What this task involves: Quote, line for line, everything from the line containing "of the spiny" down to the end of the listing below, omitting the pictures.

Records from a data collection:
★ ★ ★

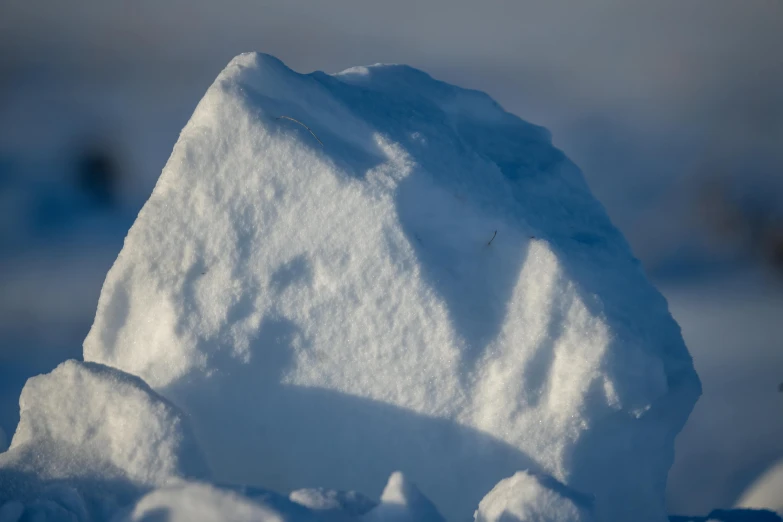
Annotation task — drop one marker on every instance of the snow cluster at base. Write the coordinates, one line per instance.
(340, 276)
(528, 497)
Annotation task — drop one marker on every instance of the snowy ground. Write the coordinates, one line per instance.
(52, 274)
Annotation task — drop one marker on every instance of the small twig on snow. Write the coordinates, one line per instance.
(303, 125)
(493, 238)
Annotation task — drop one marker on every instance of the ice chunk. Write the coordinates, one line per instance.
(766, 492)
(85, 421)
(193, 502)
(526, 497)
(338, 276)
(402, 501)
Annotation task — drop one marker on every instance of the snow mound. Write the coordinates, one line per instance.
(339, 276)
(766, 492)
(525, 497)
(193, 502)
(330, 503)
(89, 422)
(402, 501)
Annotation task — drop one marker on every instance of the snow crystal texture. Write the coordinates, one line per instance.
(87, 423)
(339, 276)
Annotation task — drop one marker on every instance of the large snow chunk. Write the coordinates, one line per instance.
(341, 276)
(766, 492)
(86, 421)
(402, 501)
(525, 497)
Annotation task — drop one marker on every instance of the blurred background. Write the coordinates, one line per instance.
(674, 111)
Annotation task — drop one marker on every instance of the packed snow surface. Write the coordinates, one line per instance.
(402, 501)
(339, 276)
(525, 497)
(91, 423)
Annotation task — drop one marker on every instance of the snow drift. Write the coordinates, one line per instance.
(90, 433)
(525, 497)
(339, 276)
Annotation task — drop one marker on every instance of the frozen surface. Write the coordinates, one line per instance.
(402, 501)
(766, 492)
(526, 497)
(199, 503)
(97, 429)
(420, 281)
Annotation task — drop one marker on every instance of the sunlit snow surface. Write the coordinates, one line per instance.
(337, 277)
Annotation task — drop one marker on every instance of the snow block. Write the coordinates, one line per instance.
(91, 425)
(402, 501)
(339, 276)
(193, 502)
(526, 497)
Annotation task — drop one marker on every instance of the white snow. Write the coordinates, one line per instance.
(526, 497)
(402, 501)
(433, 289)
(766, 492)
(91, 424)
(192, 502)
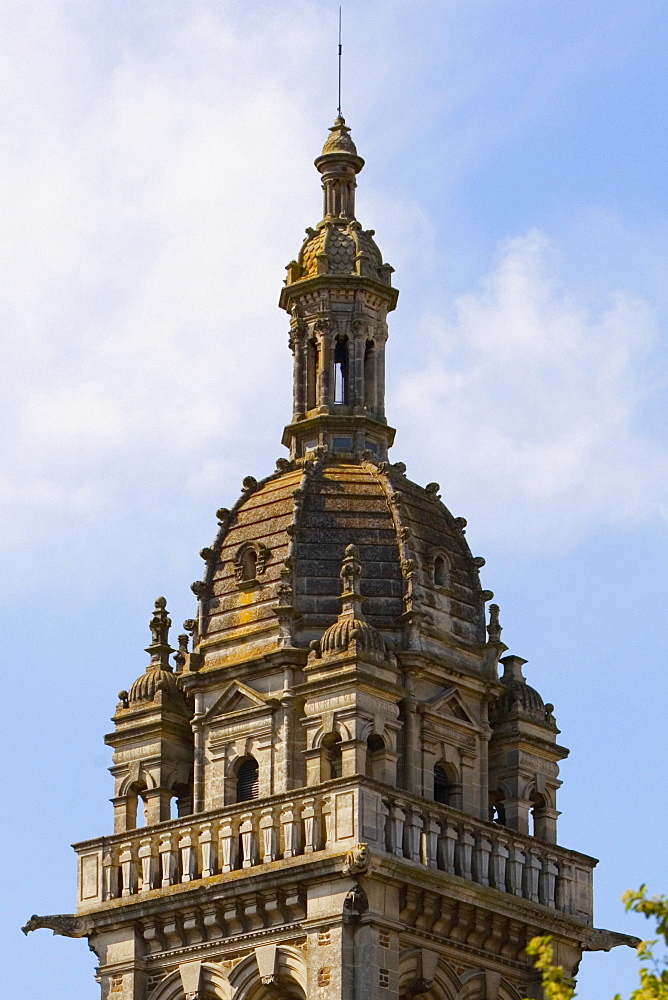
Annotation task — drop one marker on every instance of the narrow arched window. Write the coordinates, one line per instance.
(331, 744)
(341, 370)
(249, 564)
(370, 375)
(248, 780)
(441, 785)
(497, 809)
(538, 826)
(311, 374)
(375, 748)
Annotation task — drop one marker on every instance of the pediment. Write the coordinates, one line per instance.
(450, 704)
(236, 697)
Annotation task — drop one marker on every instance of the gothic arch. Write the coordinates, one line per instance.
(214, 984)
(445, 985)
(290, 972)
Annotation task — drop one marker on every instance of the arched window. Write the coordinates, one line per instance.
(249, 564)
(537, 825)
(497, 810)
(332, 764)
(248, 780)
(370, 375)
(441, 785)
(375, 749)
(311, 374)
(341, 370)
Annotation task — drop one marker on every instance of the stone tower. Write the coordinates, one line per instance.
(331, 789)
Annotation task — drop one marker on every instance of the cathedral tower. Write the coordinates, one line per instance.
(337, 786)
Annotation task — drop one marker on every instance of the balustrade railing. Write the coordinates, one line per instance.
(336, 816)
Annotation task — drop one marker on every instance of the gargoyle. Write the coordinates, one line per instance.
(356, 861)
(65, 924)
(598, 939)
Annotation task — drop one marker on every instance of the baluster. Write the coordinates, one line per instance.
(465, 852)
(397, 821)
(247, 841)
(188, 857)
(414, 824)
(499, 864)
(211, 921)
(208, 848)
(532, 869)
(451, 838)
(109, 877)
(290, 825)
(168, 859)
(547, 882)
(147, 861)
(564, 889)
(431, 832)
(310, 826)
(514, 867)
(326, 821)
(268, 834)
(128, 870)
(227, 841)
(481, 855)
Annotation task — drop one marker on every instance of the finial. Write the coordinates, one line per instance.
(340, 51)
(160, 622)
(494, 629)
(159, 625)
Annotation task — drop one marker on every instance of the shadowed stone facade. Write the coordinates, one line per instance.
(344, 795)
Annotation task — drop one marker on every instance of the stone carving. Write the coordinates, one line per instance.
(357, 861)
(494, 628)
(356, 903)
(160, 623)
(65, 924)
(599, 939)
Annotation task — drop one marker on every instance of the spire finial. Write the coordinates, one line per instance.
(340, 51)
(160, 625)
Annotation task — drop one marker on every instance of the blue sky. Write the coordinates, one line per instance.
(157, 174)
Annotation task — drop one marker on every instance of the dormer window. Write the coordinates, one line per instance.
(249, 563)
(440, 572)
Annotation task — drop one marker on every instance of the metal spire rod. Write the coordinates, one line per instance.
(340, 50)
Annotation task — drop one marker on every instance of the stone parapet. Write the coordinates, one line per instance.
(341, 814)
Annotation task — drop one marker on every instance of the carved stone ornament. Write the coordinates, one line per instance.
(262, 557)
(356, 903)
(357, 861)
(65, 924)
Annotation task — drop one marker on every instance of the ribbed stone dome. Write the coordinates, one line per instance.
(337, 638)
(519, 698)
(339, 139)
(156, 679)
(298, 524)
(341, 240)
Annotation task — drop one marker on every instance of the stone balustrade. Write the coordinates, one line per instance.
(335, 816)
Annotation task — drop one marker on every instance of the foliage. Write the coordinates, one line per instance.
(653, 972)
(556, 984)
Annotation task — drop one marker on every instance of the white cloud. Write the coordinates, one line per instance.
(538, 405)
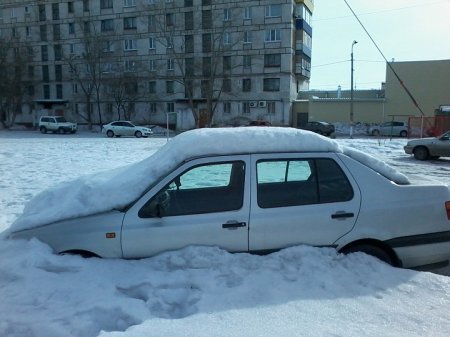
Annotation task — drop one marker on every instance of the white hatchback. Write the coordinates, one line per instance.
(247, 190)
(125, 128)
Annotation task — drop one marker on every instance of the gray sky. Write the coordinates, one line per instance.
(405, 30)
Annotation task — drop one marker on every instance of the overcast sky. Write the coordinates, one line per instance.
(405, 30)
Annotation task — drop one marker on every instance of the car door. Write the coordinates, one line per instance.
(300, 199)
(204, 202)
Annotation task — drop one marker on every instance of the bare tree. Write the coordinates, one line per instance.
(202, 74)
(14, 57)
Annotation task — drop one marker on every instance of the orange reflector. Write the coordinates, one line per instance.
(111, 235)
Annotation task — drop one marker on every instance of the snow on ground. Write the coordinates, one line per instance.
(198, 291)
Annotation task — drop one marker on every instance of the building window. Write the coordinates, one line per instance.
(272, 60)
(58, 52)
(151, 65)
(226, 14)
(59, 92)
(189, 20)
(152, 108)
(129, 23)
(246, 107)
(56, 32)
(271, 84)
(129, 3)
(107, 25)
(55, 11)
(170, 107)
(45, 75)
(169, 87)
(273, 10)
(151, 43)
(71, 28)
(248, 36)
(226, 107)
(46, 91)
(247, 13)
(44, 53)
(43, 32)
(130, 44)
(106, 4)
(273, 35)
(189, 43)
(169, 19)
(226, 85)
(247, 61)
(226, 63)
(170, 64)
(42, 16)
(226, 38)
(246, 85)
(206, 43)
(130, 66)
(271, 108)
(152, 87)
(206, 19)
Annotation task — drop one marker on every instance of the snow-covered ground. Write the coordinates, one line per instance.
(198, 291)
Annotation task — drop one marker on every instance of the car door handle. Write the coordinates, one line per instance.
(233, 224)
(342, 215)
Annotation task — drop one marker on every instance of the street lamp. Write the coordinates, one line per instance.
(351, 90)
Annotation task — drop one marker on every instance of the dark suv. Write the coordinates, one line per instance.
(322, 128)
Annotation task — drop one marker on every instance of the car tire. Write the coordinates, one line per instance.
(421, 153)
(372, 250)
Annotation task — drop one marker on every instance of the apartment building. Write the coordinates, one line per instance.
(194, 62)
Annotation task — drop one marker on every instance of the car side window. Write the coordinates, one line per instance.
(286, 183)
(208, 188)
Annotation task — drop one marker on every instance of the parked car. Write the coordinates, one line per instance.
(429, 148)
(322, 128)
(260, 123)
(249, 190)
(125, 128)
(390, 129)
(56, 124)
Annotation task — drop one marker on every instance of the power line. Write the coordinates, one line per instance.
(382, 11)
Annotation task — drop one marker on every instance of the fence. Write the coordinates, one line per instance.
(419, 127)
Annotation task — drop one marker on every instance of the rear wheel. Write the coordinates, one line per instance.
(421, 153)
(371, 250)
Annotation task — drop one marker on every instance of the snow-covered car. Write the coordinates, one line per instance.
(322, 128)
(125, 128)
(56, 124)
(429, 148)
(246, 190)
(389, 129)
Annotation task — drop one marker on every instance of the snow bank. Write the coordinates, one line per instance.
(117, 188)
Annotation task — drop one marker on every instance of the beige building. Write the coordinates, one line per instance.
(249, 57)
(427, 81)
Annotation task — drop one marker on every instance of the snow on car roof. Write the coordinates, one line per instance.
(117, 188)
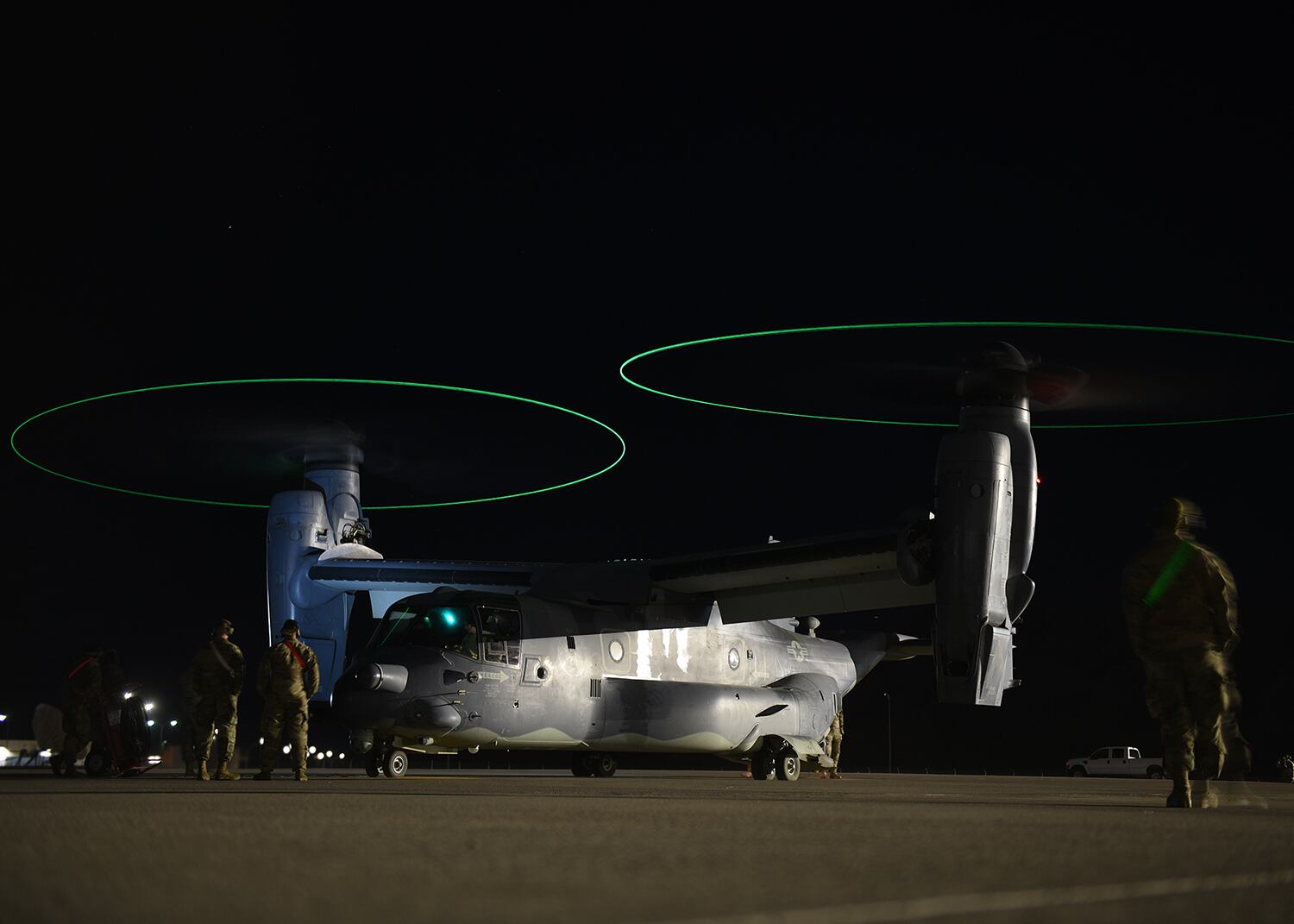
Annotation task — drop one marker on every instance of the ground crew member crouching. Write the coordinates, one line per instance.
(217, 670)
(289, 676)
(83, 691)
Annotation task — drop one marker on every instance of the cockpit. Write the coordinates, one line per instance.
(484, 633)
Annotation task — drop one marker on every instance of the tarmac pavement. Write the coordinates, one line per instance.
(641, 846)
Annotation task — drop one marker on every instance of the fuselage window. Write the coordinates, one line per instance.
(501, 636)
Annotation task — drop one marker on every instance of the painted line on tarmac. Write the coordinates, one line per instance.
(989, 902)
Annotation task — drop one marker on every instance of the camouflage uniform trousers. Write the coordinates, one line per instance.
(78, 730)
(217, 713)
(1188, 693)
(832, 747)
(284, 714)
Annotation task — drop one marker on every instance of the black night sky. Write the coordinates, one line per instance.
(520, 201)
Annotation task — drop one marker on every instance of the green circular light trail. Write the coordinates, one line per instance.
(1066, 325)
(324, 380)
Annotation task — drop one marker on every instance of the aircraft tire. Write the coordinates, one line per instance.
(763, 764)
(396, 764)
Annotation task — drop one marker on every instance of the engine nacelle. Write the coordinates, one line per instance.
(300, 527)
(986, 489)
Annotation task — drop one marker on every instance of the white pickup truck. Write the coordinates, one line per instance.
(1115, 763)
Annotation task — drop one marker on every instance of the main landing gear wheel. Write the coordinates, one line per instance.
(396, 764)
(763, 764)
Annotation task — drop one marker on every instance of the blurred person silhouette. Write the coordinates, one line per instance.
(1180, 610)
(217, 675)
(83, 691)
(1285, 769)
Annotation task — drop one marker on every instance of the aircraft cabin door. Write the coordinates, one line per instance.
(501, 673)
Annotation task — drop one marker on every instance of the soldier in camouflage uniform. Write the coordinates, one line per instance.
(289, 676)
(832, 742)
(217, 670)
(1179, 603)
(83, 693)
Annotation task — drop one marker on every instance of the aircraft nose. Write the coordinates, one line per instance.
(390, 677)
(437, 719)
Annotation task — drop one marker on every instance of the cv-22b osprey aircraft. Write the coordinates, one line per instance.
(707, 654)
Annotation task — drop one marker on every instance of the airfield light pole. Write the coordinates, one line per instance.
(889, 734)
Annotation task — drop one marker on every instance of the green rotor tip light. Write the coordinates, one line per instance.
(902, 325)
(13, 437)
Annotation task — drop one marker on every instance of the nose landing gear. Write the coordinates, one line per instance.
(776, 761)
(386, 761)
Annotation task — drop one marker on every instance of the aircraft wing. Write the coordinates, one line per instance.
(809, 577)
(365, 574)
(812, 577)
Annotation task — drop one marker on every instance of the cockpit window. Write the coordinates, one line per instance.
(434, 626)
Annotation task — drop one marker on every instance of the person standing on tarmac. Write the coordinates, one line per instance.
(1180, 608)
(217, 669)
(835, 737)
(289, 676)
(83, 691)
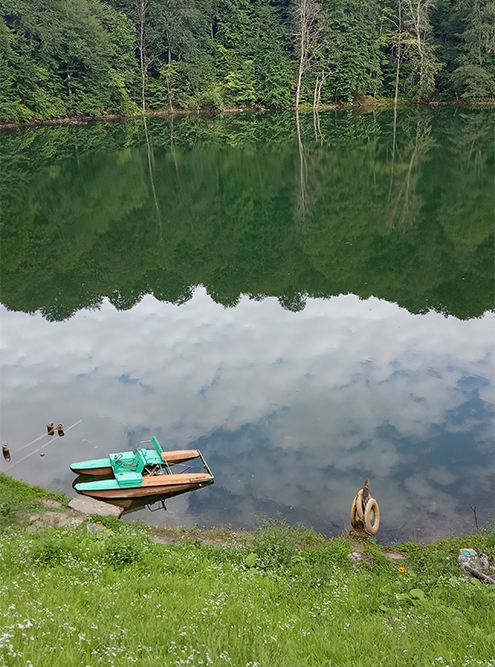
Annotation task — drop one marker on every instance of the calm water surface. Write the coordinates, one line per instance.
(309, 303)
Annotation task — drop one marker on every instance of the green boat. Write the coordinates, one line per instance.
(142, 472)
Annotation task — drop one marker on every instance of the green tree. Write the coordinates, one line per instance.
(475, 75)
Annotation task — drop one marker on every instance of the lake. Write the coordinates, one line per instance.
(307, 300)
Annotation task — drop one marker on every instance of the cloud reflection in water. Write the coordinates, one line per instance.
(292, 410)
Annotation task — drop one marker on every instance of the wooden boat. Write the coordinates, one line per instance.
(143, 472)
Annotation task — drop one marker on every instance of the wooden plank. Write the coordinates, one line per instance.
(172, 480)
(141, 492)
(180, 455)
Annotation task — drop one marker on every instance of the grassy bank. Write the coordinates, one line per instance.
(111, 596)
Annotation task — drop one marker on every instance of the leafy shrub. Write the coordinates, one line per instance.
(274, 542)
(121, 550)
(48, 550)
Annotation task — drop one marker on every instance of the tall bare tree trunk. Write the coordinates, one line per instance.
(305, 18)
(142, 8)
(396, 97)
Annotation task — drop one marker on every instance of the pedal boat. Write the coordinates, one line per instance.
(142, 472)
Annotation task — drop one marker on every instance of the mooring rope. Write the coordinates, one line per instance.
(39, 448)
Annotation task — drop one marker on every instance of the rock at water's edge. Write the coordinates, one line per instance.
(92, 506)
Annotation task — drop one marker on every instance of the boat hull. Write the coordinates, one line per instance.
(86, 467)
(150, 486)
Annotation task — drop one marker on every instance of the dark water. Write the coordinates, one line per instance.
(309, 303)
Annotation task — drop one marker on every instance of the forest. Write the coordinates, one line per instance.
(62, 58)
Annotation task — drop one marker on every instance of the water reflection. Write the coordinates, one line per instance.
(292, 410)
(358, 252)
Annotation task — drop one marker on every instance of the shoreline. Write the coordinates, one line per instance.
(52, 510)
(366, 105)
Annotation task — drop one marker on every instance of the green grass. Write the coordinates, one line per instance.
(17, 498)
(69, 597)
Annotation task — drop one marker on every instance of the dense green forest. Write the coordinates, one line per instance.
(251, 204)
(71, 57)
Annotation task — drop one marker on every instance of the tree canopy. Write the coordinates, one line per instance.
(73, 57)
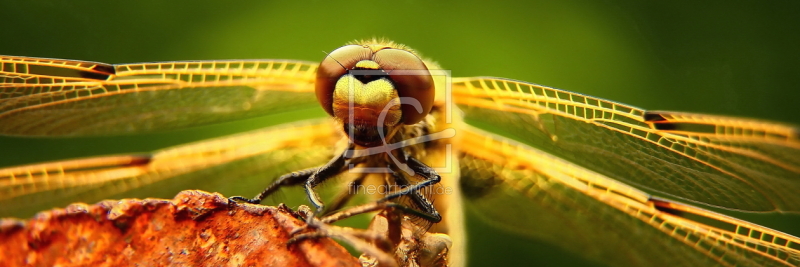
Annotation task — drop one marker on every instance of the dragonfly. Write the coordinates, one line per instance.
(611, 182)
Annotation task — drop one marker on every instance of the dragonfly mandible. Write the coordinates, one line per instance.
(555, 165)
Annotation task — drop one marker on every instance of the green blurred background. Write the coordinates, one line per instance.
(720, 57)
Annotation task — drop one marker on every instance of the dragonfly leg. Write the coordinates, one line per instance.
(430, 177)
(340, 200)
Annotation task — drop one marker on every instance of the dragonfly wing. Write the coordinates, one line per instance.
(54, 97)
(732, 163)
(231, 165)
(539, 195)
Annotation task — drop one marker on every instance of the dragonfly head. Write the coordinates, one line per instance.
(373, 88)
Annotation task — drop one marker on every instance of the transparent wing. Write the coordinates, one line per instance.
(54, 97)
(237, 164)
(539, 195)
(732, 163)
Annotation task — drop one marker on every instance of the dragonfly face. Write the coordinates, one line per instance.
(573, 174)
(356, 86)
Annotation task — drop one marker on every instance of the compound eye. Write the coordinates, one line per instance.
(333, 67)
(412, 80)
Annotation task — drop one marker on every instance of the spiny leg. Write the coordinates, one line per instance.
(429, 177)
(311, 177)
(340, 200)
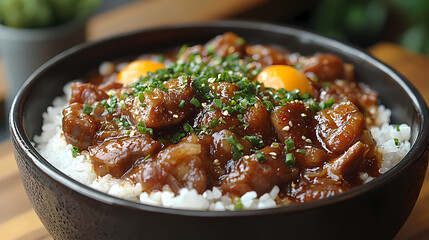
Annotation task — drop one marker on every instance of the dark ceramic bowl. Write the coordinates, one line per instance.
(70, 210)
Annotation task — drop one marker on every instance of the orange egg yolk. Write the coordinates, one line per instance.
(136, 69)
(287, 77)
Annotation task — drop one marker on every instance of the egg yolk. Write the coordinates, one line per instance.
(136, 69)
(287, 77)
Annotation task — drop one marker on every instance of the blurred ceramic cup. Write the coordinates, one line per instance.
(24, 50)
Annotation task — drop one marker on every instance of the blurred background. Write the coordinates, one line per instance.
(361, 22)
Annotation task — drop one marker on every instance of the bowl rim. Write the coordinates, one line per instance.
(418, 149)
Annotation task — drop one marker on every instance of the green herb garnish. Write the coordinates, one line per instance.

★ ★ ★

Exercise solution:
Annotation task — drop one marker on every instance of the spiny leg. Write the coordinates, one line per instance.
(429, 177)
(311, 177)
(340, 200)
Annotation task — drop one marker on every instance of the dark ceramic bowl. Write the coordinates, one line per instance.
(70, 210)
Annotation task — drop one marker on every instance of the orange egg yolk. Write the coordinates, one line per instance.
(136, 69)
(287, 77)
Annotation task — drop one marker on every instance of the egg yolk. Write the coordinates, one line per instance.
(136, 69)
(287, 77)
Annotation task — drop one marker on every instance of the blurred ceramic cup. Write the coordinates, one line per instance.
(24, 50)
Annotation task — drop one marker on every instance of the blurred background. Write the coordinates, one line per instance.
(361, 22)
Annotation task — drop one marker on every instance of the bowl rim. Write the coordinates, one line per instance.
(418, 149)
Annotation task — drop one marker on every instance of the green herb garnish. Write the coordinates, one line per instance.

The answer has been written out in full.